* SELECTED TEXT:
* * * *

Amazing how people (well, kids mostly) can change so much in one summer. Here's what we're all up to....
Bryce:
Bryce still loves trains (he asks to watch Polar Express about every day, which is so painful in July), but he has found a huge love for lots of other big machines that move, namely tractors ("trackers"). He points them out everywhere, similar to how Brynn used to point out the tiniest princess she found in, say, the soup aisle at the grocery store. It's cute and boy-ish.
He likes to pretend he's a little dare devil. One day I came up to the loft and he had filled up a cup of water and put it on the floor. He said, "Wah DIS, Mom!" (watch this) and tried over and over to jump over the top of the cup without spilling it. Random. Entertaining. So boy.
Bryce is...assertive...intense...decisive...lots of things I'm not. Add to it the fact that he is two, and he is a total and complete roller coaster of a child. Hot or cold. I'm either on the verge of tears because I can either answer to all of his (billions of) demands, or I can not. Either way it is NOT pretty. I'm trying so hard to either ignore the demanding orders he gives me, or insist he ask me nicely for what he needs. Either way he says it, I refuse to take him down the stairs 50 times a day (for NOTHING, I've found out once I get down there), and other such nonsense which results in tears. So we are back to Bryce 1.o. On the other hand, his payouts are the BEST. His belly laugh, his tight squeezes and kisses all over your face, his fun games he comes up with, his adorable high, squeaky voice, and the million of times a day he makes me laugh. That's the intense relationship we've always had together, but lately the ups and downs seem more pronounced. Oh well, he won't be two forever. Sometimes that statement makes me breath a sigh of relief, and at the same time makes me want to cry. You see, intense!

* * * *

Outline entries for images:
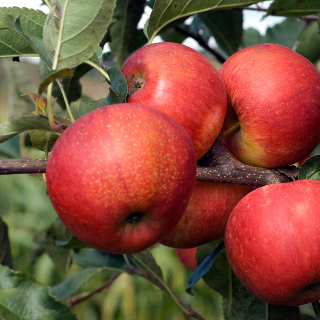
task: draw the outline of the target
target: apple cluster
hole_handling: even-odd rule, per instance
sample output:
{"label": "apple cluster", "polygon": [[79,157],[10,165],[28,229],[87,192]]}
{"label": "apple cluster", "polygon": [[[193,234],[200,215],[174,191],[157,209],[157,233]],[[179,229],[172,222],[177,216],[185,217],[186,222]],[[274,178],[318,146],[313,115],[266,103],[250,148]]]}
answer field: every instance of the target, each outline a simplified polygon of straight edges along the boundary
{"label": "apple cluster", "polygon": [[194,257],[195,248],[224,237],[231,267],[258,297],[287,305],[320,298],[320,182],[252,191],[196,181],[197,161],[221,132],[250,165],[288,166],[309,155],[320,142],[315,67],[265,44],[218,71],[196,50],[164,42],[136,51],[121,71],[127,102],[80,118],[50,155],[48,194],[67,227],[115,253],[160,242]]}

* * * *

* WRITTEN INSTRUCTION 1:
Copy the stretch of the post about Bryce from "Amazing how people" through "Entertaining. So boy.".
* WRITTEN INSTRUCTION 2:
Arrange every line of the outline records as a JSON list of strings, one string per line, with blank lines omitted. Leave the pictures out.

* WRITTEN SOLUTION 1:
Amazing how people (well, kids mostly) can change so much in one summer. Here's what we're all up to....
Bryce:
Bryce still loves trains (he asks to watch Polar Express about every day, which is so painful in July), but he has found a huge love for lots of other big machines that move, namely tractors ("trackers"). He points them out everywhere, similar to how Brynn used to point out the tiniest princess she found in, say, the soup aisle at the grocery store. It's cute and boy-ish.
He likes to pretend he's a little dare devil. One day I came up to the loft and he had filled up a cup of water and put it on the floor. He said, "Wah DIS, Mom!" (watch this) and tried over and over to jump over the top of the cup without spilling it. Random. Entertaining. So boy.

* WRITTEN SOLUTION 2:
[
  "task: draw the outline of the target",
  "target: apple cluster",
  "hole_handling: even-odd rule, per instance",
  "sample output:",
  "{\"label\": \"apple cluster\", \"polygon\": [[79,157],[10,165],[28,229],[87,192]]}",
  "{\"label\": \"apple cluster\", \"polygon\": [[[193,234],[200,215],[174,191],[157,209],[157,233]],[[179,229],[172,222],[177,216],[185,217],[186,222]],[[274,178],[318,146],[313,115],[266,103],[250,148]]]}",
  "answer field: every instance of the target, each outline a simplified polygon of straight edges along the boundary",
  "{\"label\": \"apple cluster\", \"polygon\": [[194,257],[195,248],[224,237],[231,267],[258,297],[287,305],[320,298],[320,182],[252,191],[196,181],[197,161],[221,132],[250,165],[288,166],[309,155],[320,142],[315,67],[265,44],[218,71],[196,50],[164,42],[136,51],[121,71],[127,102],[80,118],[50,155],[48,194],[67,227],[115,253],[160,242]]}"
]